_Excerpt_
Changes in hypnogram with and without employing the proposed method. The gray shaded areas indicate periods with contact failure in the M2 electrode. (a) Scoring results by a human expert, with a re-montage performed in response to the contact failure of M2. (b) Scoring results without using the proposed method (reference model). Signals using M2 contain high-frequency noise, potentially due to body movement, leading to a biased determination toward Stage W. (c) Scoring results with the proposed method. The proposed method uses only a model that does not use the M2 electrode in the event of contact failure, resulting in a scoring that is not biased towards W and similar to human expert results.
Additionally, the proposed method also enhanced accuracy for epochs without contact problems to 81.3% (Table 2). Considering that the inter-rater reliability among human experts using PSG equipment is 82.0%21, we can conclude that our proposed model achieved nearly the same level of accuracy as experts.
To further evaluate the efficacy of our proposed method on signals without contact failures, we utilized the Sleep Heart Health Study (SHHS) dataset22. This dataset comprises 5793 sleep records obtained from an equal number of subjects. For this study, we conducted the five-fold cross-validation on 5353 subjects’ sleep records, after excluding 440 records due to very high amplitude or improper zero-point adjustment.
This dataset only contains two types of signals: C3-M2 and C4-M1. Therefore, our proposed method was implemented by using an ensemble of three small models: one using only the C3-M2 signal, another using only the C4-M1 signal, and a third using both signals. To accommodate differences in sampling frequency, we adjusted the filter width of the convolutional layer in the small models to match the same time duration as in the original dataset. Note that all trainable parameters were retrained from scratch, and early stopping was employed in this experiment. Specifically, the training process was repeated until the validation accuracy remained unchanged for five consecutive training epochs, or until the number of iterations reached 80.
Before delving into analysis, we would like to address the issues encountered with the small models in this experiment. Both the proposed method and the Typical Ensemble method exhibited decreased accuracy and F1 scores on the SHHS dataset (Table 3). The SHHS dataset has a less balanced distribution of sleep stages compared to the In-home EEG data, which may have contributed to the decreased performance of the small models. This may slightly diverge from the main theme of this paper, but implementing sample balancing techniques could potentially yield improved results.
Regarding the experimental results, the proposed method demonstrated a tendency to improve classification accuracy on the SHHS dataset (Table 3). However, this improvement was less pronounced compared to the In-home EEG dataset. This could be attributed to the smaller number of small models used and the presence of models that rely on only one signal, which are factors likely to affect the overall classification accuracy. Additionally, the SHHS dataset’s bias towards older subjects may have also impacted accuracy compared to the more diverse In-home EEG dataset.
In this dataset, the Typical Ensemble method exhibited better scoring accuracy than our proposed method. The difference in accuracy can be attributed to the performance variation among the small models. Specifically, the models in our proposed method that utilized one-signal-input achieved an accuracy of approximately 78%, which is significantly lower than the over 80% accuracy achieved by the small models in the Typical Ensemble.

_Data extracts_
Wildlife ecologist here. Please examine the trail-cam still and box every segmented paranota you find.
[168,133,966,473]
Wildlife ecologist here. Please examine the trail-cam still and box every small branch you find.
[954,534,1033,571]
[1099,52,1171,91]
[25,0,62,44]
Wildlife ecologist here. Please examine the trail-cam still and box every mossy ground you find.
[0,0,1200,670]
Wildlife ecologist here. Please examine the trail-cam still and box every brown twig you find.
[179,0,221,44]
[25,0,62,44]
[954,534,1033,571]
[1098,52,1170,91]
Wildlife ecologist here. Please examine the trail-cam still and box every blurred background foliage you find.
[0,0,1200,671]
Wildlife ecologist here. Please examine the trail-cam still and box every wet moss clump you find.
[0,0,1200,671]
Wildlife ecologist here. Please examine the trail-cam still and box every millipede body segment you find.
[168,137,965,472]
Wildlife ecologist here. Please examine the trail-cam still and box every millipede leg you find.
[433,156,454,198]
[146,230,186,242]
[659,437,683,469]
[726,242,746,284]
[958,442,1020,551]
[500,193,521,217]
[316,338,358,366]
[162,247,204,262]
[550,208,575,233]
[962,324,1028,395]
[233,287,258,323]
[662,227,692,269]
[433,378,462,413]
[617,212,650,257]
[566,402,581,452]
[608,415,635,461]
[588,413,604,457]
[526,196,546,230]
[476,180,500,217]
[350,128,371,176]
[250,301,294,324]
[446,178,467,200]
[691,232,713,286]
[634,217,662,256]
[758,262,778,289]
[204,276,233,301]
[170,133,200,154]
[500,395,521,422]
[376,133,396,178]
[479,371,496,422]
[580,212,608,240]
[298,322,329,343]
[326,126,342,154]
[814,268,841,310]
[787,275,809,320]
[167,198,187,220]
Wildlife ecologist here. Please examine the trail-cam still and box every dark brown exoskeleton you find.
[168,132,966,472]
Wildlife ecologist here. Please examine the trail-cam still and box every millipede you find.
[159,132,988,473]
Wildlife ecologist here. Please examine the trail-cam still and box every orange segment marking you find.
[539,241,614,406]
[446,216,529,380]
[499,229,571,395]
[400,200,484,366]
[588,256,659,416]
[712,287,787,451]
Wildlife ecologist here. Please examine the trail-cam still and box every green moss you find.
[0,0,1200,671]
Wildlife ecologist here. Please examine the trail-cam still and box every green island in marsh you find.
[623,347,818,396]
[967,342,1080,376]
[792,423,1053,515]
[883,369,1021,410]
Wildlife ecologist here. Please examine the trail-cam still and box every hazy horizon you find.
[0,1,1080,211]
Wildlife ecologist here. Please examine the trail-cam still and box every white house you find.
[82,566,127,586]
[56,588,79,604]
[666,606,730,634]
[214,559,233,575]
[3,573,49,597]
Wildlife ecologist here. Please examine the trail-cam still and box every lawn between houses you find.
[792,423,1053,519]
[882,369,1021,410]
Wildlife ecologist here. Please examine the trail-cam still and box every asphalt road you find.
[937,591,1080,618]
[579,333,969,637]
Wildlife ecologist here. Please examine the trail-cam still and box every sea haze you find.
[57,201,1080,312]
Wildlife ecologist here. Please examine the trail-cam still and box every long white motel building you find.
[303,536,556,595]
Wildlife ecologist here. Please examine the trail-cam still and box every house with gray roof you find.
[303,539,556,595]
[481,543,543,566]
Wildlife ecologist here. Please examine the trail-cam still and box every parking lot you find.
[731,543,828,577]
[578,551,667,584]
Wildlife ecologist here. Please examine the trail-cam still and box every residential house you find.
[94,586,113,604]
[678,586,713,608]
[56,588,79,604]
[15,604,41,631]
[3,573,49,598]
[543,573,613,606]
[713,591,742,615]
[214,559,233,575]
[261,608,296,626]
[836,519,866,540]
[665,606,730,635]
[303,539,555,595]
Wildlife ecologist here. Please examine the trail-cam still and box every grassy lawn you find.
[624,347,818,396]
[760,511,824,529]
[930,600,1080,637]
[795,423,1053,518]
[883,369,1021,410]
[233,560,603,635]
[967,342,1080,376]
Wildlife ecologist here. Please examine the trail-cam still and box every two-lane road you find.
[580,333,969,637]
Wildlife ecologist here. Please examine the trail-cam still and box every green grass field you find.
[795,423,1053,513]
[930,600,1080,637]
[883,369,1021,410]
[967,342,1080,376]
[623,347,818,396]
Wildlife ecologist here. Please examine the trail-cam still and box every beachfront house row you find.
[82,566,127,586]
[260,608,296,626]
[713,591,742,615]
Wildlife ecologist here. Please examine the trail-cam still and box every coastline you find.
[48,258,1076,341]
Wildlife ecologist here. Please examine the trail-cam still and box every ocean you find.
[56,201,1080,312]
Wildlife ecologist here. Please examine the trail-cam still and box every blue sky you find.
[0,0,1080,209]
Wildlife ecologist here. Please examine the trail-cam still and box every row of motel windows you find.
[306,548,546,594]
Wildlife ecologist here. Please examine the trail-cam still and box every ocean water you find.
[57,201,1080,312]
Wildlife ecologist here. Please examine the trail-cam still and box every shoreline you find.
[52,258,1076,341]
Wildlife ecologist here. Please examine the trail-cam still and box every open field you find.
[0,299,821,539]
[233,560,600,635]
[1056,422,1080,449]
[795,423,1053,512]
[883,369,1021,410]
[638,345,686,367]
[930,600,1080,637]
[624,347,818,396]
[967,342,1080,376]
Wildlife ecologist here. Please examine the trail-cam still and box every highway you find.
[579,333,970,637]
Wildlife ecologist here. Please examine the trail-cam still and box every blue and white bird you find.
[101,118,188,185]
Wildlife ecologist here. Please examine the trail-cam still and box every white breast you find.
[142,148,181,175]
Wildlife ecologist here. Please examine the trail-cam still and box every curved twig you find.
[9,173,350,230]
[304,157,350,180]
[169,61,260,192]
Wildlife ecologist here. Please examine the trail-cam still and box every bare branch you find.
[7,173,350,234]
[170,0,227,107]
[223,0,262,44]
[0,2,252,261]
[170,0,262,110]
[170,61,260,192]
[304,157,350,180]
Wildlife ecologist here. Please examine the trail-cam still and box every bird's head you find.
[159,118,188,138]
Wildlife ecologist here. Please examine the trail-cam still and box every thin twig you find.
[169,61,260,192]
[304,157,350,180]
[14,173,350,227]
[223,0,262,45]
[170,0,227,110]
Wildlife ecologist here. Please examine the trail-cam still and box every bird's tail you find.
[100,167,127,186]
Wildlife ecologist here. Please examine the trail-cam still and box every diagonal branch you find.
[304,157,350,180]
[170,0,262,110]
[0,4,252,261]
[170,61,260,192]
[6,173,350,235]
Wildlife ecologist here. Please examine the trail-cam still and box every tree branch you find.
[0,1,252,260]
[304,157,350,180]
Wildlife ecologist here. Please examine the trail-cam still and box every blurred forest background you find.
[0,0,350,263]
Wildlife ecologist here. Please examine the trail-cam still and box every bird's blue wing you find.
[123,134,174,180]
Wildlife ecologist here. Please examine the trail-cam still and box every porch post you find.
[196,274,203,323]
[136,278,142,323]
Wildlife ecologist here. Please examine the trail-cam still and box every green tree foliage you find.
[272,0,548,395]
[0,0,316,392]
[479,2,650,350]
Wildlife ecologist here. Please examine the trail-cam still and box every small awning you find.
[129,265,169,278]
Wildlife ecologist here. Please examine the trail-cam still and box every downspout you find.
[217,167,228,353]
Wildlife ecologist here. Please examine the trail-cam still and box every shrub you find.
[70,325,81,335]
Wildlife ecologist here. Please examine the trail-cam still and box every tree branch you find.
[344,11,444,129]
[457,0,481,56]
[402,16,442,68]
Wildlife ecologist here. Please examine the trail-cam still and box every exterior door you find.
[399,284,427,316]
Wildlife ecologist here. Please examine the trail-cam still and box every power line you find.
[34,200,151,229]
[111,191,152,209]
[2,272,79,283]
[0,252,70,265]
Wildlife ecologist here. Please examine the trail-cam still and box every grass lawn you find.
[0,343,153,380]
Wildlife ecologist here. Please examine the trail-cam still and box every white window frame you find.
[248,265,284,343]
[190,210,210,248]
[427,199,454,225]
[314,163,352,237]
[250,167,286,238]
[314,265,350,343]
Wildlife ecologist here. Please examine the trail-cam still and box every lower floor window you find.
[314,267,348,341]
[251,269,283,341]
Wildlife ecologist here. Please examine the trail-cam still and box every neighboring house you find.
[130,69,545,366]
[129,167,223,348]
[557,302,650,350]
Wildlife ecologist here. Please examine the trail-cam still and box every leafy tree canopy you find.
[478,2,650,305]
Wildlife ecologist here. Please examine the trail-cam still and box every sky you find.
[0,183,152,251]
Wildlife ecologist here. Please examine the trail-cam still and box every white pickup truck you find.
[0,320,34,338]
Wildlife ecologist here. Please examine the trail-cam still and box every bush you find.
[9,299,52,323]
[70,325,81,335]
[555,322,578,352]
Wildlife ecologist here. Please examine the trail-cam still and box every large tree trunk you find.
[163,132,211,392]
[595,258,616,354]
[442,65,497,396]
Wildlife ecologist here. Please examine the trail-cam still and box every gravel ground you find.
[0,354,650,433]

_Work required_
Could you repeat the part of the sleep scoring excerpt that opens with the words containing "Additionally, the proposed" and closes with "improper zero-point adjustment."? The listing has no connection to the excerpt on sleep stage scoring.

_Answer to the problem_
Additionally, the proposed method also enhanced accuracy for epochs without contact problems to 81.3% (Table 2). Considering that the inter-rater reliability among human experts using PSG equipment is 82.0%21, we can conclude that our proposed model achieved nearly the same level of accuracy as experts.
To further evaluate the efficacy of our proposed method on signals without contact failures, we utilized the Sleep Heart Health Study (SHHS) dataset22. This dataset comprises 5793 sleep records obtained from an equal number of subjects. For this study, we conducted the five-fold cross-validation on 5353 subjects’ sleep records, after excluding 440 records due to very high amplitude or improper zero-point adjustment.